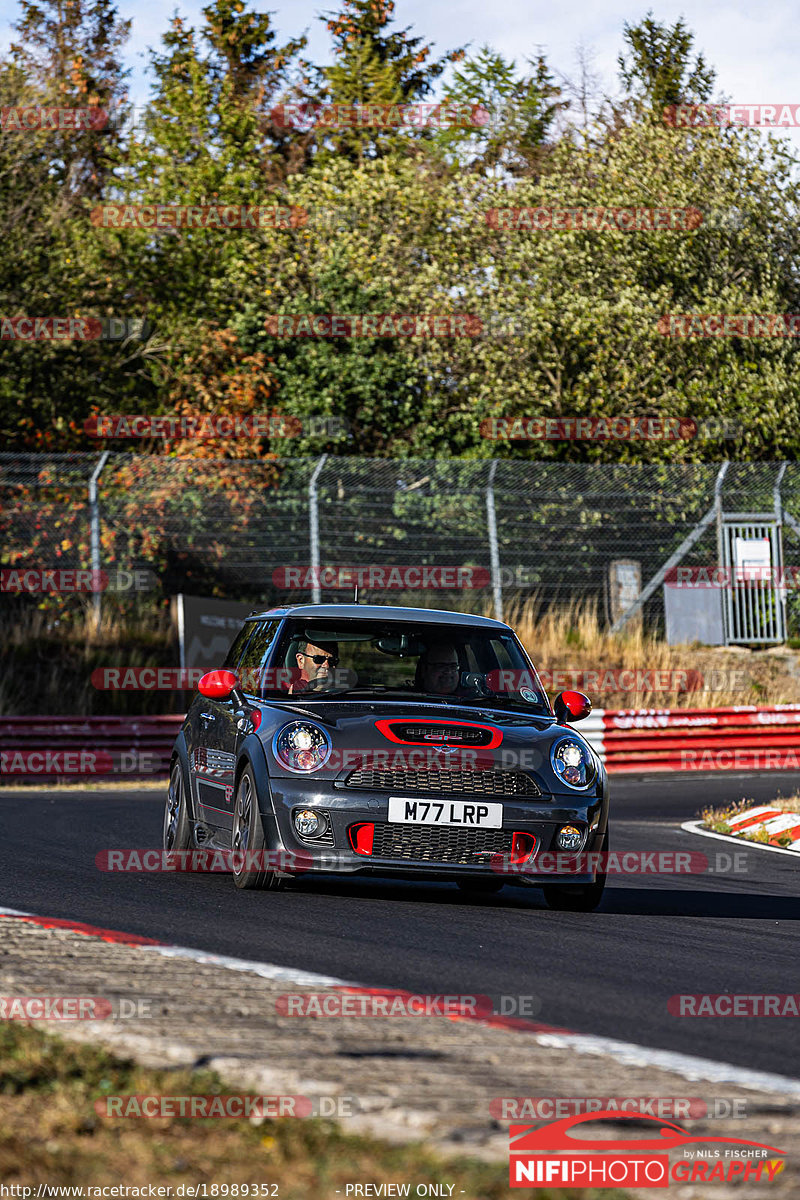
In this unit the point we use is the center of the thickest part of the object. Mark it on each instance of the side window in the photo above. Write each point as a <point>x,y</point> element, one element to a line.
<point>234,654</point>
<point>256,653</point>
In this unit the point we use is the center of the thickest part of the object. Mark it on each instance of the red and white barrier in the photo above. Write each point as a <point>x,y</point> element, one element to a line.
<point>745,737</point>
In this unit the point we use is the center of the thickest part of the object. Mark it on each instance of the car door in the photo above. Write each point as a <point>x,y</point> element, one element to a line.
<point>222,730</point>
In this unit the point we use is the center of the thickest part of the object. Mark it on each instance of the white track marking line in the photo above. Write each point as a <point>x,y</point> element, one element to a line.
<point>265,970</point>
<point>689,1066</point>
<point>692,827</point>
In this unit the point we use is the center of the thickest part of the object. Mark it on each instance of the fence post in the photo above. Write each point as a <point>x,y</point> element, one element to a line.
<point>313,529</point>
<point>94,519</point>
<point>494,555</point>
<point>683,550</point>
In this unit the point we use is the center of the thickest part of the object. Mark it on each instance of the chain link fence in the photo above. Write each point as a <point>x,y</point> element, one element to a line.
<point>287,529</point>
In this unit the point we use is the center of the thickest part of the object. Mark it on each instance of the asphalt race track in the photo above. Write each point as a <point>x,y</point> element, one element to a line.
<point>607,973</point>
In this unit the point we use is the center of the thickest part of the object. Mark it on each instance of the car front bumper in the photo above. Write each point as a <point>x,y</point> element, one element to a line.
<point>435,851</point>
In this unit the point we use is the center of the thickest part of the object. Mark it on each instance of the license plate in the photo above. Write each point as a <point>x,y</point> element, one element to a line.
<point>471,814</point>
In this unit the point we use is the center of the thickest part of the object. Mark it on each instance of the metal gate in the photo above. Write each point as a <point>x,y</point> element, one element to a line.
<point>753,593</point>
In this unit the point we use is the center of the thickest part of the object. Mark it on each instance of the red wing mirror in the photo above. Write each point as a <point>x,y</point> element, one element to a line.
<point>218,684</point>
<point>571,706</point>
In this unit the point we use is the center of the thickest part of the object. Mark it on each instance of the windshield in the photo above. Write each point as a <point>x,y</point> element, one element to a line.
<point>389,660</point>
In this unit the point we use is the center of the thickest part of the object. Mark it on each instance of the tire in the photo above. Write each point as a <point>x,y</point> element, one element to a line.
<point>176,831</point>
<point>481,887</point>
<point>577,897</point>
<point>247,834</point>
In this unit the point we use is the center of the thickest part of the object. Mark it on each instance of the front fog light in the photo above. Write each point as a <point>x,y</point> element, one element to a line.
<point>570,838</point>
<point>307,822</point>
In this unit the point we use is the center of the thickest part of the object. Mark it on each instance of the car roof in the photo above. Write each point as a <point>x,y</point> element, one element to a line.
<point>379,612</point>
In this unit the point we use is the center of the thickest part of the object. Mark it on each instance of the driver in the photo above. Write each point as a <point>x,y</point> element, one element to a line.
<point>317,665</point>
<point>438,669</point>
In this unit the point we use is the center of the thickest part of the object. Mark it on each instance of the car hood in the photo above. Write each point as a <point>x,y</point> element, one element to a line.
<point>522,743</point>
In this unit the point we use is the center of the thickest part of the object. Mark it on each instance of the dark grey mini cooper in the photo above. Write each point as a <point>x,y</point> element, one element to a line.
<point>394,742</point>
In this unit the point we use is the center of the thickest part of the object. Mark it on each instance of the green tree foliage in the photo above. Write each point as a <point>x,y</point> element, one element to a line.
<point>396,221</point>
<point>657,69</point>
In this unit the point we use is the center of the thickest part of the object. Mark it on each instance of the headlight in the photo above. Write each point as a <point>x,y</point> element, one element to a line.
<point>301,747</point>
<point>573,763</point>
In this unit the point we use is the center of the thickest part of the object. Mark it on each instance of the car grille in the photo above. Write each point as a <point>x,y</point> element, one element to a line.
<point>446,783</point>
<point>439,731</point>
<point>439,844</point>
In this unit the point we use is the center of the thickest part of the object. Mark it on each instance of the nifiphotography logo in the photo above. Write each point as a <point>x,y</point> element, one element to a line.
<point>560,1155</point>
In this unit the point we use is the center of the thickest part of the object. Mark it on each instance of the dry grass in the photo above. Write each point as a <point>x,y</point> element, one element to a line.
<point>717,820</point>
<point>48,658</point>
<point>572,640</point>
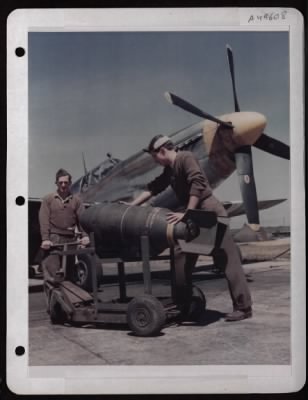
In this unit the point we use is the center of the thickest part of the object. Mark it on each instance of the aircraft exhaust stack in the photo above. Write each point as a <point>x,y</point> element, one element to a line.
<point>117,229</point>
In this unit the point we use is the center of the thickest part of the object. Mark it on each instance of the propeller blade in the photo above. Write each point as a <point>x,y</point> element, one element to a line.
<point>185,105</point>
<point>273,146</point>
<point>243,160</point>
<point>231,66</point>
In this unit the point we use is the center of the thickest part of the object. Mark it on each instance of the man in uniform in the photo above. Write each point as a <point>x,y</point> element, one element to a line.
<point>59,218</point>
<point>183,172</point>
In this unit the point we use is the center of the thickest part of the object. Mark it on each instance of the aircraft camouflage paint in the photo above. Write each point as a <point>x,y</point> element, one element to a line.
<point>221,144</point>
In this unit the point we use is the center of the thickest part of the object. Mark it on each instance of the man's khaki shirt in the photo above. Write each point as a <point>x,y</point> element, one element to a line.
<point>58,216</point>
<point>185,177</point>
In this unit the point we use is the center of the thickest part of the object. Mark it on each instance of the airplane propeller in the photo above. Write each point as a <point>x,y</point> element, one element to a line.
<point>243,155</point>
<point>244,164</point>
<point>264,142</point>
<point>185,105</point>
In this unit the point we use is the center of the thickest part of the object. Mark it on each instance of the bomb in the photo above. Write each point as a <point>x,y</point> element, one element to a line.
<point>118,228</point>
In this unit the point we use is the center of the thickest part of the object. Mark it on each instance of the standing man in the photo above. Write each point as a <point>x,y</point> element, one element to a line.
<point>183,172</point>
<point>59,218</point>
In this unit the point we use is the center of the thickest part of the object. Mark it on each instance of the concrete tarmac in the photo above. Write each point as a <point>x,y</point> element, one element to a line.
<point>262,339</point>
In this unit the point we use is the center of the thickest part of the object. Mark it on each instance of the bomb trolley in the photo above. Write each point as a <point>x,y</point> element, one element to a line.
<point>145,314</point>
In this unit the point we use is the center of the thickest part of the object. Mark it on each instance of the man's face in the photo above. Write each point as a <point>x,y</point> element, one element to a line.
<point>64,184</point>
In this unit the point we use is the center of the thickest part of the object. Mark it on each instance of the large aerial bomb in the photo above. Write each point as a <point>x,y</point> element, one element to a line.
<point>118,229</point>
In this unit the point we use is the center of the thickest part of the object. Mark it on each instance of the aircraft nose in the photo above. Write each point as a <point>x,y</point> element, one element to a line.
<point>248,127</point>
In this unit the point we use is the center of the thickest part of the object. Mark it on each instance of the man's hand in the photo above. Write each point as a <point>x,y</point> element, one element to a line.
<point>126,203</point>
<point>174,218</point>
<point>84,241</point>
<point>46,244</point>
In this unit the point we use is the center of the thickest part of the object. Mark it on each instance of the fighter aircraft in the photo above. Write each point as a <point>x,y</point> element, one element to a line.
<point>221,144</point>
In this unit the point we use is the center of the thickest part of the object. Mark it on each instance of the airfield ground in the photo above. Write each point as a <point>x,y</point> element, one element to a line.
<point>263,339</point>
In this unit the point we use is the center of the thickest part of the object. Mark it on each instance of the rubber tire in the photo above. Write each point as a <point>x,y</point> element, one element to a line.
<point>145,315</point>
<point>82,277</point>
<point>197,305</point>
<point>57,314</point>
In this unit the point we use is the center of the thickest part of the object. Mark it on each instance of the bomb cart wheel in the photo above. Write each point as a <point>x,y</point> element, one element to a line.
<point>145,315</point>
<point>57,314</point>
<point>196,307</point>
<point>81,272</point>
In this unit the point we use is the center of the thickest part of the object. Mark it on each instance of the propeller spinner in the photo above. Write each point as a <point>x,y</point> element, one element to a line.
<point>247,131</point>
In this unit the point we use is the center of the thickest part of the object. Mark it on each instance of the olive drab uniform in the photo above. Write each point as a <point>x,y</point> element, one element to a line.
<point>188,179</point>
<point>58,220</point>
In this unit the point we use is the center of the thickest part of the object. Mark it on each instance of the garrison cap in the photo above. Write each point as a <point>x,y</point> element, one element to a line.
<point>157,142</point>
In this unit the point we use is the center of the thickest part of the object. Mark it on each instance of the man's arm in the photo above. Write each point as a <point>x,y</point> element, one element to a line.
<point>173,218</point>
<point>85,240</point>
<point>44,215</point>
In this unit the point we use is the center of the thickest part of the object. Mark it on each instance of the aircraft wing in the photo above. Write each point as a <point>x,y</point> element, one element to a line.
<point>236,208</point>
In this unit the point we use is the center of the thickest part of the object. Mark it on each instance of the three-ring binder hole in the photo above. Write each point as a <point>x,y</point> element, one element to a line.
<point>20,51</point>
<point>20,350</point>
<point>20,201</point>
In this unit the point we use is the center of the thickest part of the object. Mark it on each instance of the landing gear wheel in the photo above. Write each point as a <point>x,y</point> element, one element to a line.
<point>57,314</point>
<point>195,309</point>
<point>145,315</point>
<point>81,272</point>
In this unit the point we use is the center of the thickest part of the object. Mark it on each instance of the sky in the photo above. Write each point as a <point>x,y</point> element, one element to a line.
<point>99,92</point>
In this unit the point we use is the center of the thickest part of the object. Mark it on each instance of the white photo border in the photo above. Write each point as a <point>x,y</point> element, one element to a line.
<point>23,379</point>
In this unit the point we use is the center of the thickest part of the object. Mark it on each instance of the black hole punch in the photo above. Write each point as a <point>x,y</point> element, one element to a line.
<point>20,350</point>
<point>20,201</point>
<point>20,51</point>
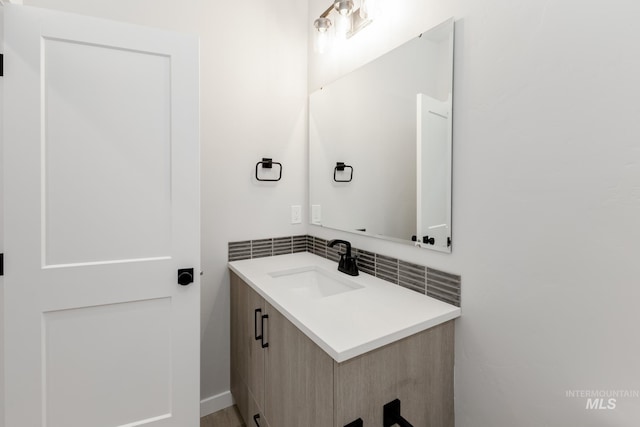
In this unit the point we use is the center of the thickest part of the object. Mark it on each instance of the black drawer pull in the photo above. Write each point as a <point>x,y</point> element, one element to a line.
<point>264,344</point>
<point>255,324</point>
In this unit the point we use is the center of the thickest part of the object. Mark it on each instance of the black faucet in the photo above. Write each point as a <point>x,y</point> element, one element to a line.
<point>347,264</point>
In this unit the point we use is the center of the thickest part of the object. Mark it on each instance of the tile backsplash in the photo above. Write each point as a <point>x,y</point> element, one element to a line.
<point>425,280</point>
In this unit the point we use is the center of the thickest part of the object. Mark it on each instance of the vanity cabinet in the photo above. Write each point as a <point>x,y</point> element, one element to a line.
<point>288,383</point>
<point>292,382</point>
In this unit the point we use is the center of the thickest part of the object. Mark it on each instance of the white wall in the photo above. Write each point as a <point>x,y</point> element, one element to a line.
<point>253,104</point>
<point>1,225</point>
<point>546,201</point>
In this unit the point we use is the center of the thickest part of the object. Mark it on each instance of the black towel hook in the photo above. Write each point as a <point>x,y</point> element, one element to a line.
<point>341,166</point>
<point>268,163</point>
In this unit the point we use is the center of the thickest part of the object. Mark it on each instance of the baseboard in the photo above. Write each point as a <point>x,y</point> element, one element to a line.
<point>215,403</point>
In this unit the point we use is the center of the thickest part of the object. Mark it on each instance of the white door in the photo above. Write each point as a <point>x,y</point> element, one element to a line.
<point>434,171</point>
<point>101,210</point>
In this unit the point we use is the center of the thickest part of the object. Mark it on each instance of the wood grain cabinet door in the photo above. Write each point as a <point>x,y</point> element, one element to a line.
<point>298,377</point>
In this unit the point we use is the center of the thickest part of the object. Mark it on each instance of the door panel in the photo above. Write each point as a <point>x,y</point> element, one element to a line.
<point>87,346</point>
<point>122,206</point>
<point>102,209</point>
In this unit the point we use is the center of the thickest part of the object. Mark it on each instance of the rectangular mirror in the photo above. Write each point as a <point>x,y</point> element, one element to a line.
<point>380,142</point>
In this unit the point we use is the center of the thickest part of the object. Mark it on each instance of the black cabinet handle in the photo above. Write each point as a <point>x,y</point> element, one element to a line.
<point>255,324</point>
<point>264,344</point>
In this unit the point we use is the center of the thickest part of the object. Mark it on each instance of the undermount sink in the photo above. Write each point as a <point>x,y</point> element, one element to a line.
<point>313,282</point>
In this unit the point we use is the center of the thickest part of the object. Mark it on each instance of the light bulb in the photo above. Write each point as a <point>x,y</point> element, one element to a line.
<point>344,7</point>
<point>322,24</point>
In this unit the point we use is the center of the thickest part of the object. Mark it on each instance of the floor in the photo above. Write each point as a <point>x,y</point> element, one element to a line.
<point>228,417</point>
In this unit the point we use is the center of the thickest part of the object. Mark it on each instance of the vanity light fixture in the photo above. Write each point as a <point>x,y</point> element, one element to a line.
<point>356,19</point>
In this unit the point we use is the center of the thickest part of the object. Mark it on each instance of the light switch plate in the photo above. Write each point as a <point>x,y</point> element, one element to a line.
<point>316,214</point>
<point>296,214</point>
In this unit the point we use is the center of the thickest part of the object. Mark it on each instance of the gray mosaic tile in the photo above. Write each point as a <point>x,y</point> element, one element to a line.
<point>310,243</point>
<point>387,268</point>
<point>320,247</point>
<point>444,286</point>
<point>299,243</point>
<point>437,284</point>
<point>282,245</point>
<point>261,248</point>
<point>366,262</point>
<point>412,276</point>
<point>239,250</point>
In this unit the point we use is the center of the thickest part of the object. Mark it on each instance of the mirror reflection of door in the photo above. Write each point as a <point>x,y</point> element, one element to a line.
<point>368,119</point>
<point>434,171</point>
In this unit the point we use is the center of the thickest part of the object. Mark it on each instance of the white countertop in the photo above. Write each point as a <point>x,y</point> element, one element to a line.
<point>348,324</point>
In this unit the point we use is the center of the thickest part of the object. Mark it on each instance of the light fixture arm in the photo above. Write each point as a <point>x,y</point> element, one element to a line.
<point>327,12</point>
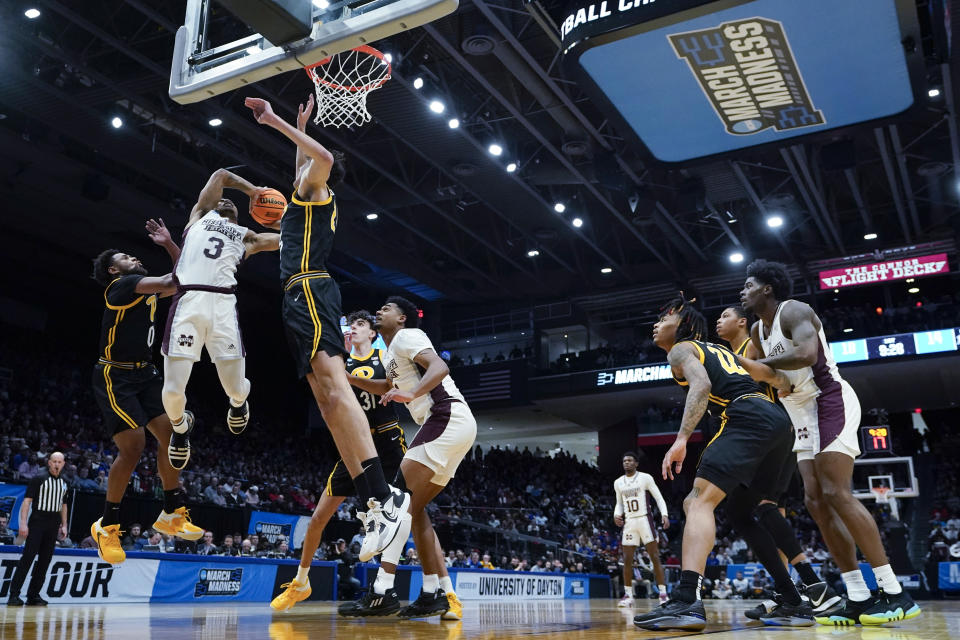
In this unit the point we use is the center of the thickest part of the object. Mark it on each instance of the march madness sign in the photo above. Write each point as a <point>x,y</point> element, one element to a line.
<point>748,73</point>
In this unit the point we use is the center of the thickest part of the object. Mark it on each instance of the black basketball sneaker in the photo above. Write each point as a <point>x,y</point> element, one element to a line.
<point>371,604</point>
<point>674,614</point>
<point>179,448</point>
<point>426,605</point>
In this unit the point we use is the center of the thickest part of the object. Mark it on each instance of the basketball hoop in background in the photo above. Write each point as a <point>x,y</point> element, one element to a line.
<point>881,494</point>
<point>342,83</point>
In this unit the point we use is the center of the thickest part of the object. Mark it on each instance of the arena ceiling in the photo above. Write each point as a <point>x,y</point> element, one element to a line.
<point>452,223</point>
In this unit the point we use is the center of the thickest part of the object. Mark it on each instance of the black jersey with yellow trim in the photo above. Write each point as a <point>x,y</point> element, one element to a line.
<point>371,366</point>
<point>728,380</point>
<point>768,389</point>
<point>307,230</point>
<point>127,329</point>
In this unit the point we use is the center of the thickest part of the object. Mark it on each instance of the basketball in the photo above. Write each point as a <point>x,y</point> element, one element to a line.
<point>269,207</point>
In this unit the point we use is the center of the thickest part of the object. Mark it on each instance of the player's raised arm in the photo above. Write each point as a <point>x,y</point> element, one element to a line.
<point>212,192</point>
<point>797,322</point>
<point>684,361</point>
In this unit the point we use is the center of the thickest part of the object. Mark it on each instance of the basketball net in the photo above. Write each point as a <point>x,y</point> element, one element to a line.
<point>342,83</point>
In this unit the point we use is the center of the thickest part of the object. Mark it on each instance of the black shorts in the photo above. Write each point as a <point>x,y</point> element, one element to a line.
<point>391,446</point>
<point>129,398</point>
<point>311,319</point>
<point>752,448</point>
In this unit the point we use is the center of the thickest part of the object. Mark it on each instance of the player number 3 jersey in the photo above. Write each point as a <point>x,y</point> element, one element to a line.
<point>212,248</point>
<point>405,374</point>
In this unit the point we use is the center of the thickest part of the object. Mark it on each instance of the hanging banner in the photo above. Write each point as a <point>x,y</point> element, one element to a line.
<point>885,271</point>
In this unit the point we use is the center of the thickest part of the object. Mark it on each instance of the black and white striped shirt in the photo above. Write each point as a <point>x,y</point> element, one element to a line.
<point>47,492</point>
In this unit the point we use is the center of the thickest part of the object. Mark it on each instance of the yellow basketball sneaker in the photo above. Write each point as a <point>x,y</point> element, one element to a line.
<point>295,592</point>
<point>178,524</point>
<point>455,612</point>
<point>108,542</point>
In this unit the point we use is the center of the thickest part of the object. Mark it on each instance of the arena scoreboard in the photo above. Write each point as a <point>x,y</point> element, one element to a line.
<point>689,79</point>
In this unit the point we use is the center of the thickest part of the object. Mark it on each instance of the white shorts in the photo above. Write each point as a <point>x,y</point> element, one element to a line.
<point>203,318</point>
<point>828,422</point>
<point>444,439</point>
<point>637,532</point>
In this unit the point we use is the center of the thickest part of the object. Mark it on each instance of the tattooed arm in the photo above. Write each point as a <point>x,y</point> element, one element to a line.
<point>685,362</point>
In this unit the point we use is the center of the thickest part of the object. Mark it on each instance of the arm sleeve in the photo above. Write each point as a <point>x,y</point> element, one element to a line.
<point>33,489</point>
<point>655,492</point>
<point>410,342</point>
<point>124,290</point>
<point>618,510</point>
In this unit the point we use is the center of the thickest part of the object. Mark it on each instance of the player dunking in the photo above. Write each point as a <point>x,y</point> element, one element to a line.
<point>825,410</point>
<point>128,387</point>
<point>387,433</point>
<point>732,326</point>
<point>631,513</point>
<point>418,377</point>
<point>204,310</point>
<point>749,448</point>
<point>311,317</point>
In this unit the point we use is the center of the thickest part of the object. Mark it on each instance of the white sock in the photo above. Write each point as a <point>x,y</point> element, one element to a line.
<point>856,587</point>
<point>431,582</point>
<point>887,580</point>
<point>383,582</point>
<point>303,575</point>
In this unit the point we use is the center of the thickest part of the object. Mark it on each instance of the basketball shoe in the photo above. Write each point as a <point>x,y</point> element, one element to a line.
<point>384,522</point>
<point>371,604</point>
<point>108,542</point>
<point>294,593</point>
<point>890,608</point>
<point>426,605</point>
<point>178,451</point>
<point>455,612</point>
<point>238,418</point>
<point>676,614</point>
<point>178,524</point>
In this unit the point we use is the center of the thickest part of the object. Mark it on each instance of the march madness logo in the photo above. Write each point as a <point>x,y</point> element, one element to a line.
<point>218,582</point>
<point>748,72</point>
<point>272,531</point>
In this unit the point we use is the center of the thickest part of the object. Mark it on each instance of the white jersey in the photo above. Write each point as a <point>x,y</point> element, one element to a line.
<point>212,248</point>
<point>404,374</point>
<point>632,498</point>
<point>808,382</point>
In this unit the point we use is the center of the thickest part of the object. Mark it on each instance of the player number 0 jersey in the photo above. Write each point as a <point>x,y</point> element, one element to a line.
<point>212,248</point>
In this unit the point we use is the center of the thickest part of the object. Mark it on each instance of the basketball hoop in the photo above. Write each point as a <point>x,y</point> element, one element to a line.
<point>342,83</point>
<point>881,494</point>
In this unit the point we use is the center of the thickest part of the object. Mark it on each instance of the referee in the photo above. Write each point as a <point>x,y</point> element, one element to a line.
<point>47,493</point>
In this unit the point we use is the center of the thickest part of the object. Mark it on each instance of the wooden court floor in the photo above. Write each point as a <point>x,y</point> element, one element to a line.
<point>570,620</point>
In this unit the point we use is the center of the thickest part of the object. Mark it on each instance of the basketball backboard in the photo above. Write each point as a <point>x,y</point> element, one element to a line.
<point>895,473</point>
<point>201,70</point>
----------------------------------------
● EXERCISE GOAL: Reproduce word for word the lines of the entries above from the one containing "of the front" through the one containing "<point>379,612</point>", both of those lines included.

● FULL OUTPUT:
In this unit the point we use is the center of the thickest part of the object. Mark it on each instance of the front fog light in the photo above. Write each point as a <point>x,y</point> element, one element to a line.
<point>570,838</point>
<point>307,822</point>
In this unit the point we use is the center of the thickest part of the object. Mark it on each instance of the car roof in the photo above. Write each point as a <point>x,y</point> element, one element to a line.
<point>379,612</point>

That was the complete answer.